GIVEN PASSAGE:
'''

Monday, December 29, 2014

Streets of Jiangmen

Here's a video of the streets of Jiangmen, mainland China, with its multitude of the vehicles and motor scooters lock in their daily street dance.

The Fountain of Wealth in Singapore

Here's a video of the Fountain of Wealth in Singapore, once the largest fountain in the world. Every two hours the full fountain is on display and visitors must exit fountain centre. Visitors often throw coins into the mini fountain at the centre and walk around it three time for good luck. At night, the fountain is the setting for laser performances, as well as live music and laser message dedications which we did not see.

Thursday, December 11, 2014

On The Go In Asia

From Mid-October to early November of 2014, Kay and I traveled to Asia for three and half weeks. The main purpose of this trip was to visit relatives in Jiangmen located in southern China about 2 hours drive from the South China Sea, and to meet her brother's new wife. It has been 10 years since Kay last visited and it would be a first for me. My pictures are divided into five groups; Hong Kong Part 1, Jiangmen, Hong Kong Part 2, Macau, and Singapore.

Hong Kong Part 1: The first leg of our trip to Asia began with a non-stop flight from San Francisco to Hong Kong. Before going into mainland China, Kay and I decided to spend four nights on our own exploring the sights in Hong Kong. My last trip to this area was in 1992. Needless to say that China, which now includes Hong Kong and Macau as Special Administrative Regions, has experienced an economic explosion since 1992. As a result, on going construction, be it high rise buildings or roadways, can be seen throughout the regions we visited. Living with a crowd is the norm here which certainly makes me appreciate, ever more, the luxury of space that I have at home. Here's a few favorite pictures from Hong Kong Part 1. To see all the pictures in Picasa, click on the link at the lower right of the last picture.

From Hong Kong, Part 1

Jiangmen: We were picked up by Kay's brother and his wife in Jiangmen after catching the early morning ferry from Hong Kong, about a 3-hour ride. Our hotel, where we spent the next 9 nights, was within easy walking distance to most of the relative's homes and nicely situated across the street from the city's central park, the Donghu. This beautiful flowery park with two lakes, a large open plaza, and three hilly knolls, along with numerous hidden pathways and enclaves, is a popular gathering place for community activities throughout the day and evening hours. Besides normal activities like walking and jogging, there is group exercise, jazzercise, tai chi, kung fu, singing, fan dancing and ballroom dancing just to name a few. Add special events during weekends such Chinese opera on the open air stage and colorful light and fountain displays, and this is a very entertaining place. While in Jiangmen, it was all about being with family with big meals out and in along with side trips to local sights. Here's a few favorite pictures from Jiangmen. To see all the pictures in Picasa, click on the link at the lower right of the last picture.

'''

DATA BLOCK:
'''

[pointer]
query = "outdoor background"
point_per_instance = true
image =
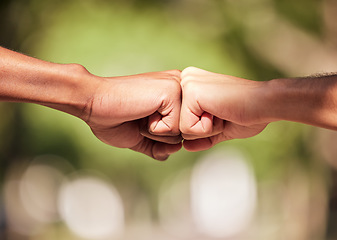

'''

Answer these questions using the travel blog.
(a) How often is the full Fountain of Wealth on display?
(b) From which city did the non-stop flight to Hong Kong depart?
(c) What is the name of the central park across the street from the hotel in Jiangmen?
Answer from the travel blog only, without using the material.

EXERCISE OUTPUT:
(a) Every two hours.
(b) San Francisco.
(c) The Donghu.